### [EXTRACT PROVIDED]
- Opening Delimiter -
Conversation with Louis E. Baxter Sr., MD, FASAM

Worldwide Publishing: What would you like to promote most about yourself or your business?

Louis E. Baxter Sr.: I think that the business is outstanding because we stay current with state-of-the-art evidence space information and our staff is certified in their various fields of addiction treatment. We have counselors who are certified addiction counselors and all of our physicians are members of the American Society of Addiction Medicine and have certifications through the American Board of Addiction Medicine. Our facility always provides cutting-edge quality care.

Do you have a motto that you live by?

“Always strive for the best.”

What is the most rewarding aspect of your career?

The most rewarding aspect is seeing individuals get well and get into true recovery in terms of their lives, family, careers, and standing in the community.

What is your greatest professional accomplishment to date?

The best is yet to come.

What are your short-term and long-term career goals?

My short-term goal is to continue to educate other physicians and the general public about the nature of addictive disorders and let them know that these diseases, although they cannot be cured, can be put into remission so people can live a normal life.
- Closing Delimiter -
### [YOUR INSTRUCTIONS]
In the interview with Louis E. Baxter Sr., what motto does he say he lives by?

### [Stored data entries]
- Opening Delimiter -
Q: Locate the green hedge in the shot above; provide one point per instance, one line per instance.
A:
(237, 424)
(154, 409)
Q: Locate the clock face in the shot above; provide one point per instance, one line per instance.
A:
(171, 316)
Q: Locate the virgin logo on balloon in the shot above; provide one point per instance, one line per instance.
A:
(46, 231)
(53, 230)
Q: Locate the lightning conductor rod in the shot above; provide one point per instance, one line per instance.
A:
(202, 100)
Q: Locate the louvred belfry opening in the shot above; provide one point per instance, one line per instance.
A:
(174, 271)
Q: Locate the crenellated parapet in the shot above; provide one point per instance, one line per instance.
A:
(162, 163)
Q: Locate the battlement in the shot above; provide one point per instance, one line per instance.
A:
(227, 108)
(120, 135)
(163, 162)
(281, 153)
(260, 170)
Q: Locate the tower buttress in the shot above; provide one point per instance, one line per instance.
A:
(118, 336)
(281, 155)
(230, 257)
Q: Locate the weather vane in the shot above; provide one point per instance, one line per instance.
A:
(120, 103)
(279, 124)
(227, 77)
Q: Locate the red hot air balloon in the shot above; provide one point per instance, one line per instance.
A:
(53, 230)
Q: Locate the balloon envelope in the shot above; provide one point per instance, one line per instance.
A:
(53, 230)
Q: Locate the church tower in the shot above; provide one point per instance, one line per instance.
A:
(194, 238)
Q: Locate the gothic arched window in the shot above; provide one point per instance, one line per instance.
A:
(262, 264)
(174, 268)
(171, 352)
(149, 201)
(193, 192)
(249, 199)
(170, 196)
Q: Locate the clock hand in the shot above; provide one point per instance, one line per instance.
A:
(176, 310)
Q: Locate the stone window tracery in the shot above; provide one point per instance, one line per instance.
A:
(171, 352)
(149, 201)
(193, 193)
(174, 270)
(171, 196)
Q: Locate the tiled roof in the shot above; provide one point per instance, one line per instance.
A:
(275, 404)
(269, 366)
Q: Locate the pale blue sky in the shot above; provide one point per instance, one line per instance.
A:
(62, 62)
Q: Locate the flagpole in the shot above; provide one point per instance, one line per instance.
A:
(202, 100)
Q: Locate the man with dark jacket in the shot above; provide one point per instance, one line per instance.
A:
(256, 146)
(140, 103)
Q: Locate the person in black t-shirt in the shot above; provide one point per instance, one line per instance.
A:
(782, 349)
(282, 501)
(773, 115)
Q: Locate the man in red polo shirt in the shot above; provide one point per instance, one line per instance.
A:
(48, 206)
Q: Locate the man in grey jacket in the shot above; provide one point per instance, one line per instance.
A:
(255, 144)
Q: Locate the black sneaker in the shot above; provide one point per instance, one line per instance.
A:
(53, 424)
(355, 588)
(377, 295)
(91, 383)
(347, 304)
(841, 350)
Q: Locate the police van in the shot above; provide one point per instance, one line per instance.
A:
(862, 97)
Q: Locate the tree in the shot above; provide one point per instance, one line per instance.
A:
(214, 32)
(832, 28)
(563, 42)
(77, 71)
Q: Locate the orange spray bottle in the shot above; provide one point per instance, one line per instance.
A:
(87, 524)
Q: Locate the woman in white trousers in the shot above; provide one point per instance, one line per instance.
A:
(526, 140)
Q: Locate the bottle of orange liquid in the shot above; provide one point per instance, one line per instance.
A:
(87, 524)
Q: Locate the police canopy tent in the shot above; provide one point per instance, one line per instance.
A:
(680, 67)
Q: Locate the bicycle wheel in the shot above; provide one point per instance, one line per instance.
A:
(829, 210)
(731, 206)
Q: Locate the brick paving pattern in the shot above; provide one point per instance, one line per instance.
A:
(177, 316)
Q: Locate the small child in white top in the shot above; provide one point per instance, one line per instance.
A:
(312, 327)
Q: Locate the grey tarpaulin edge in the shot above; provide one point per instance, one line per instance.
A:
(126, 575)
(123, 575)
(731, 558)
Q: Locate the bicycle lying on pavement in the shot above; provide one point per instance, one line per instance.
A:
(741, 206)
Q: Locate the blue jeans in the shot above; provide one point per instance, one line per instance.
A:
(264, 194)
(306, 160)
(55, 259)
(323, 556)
- Closing Delimiter -
### [OUTPUT BELOW]
"Always strive for the best."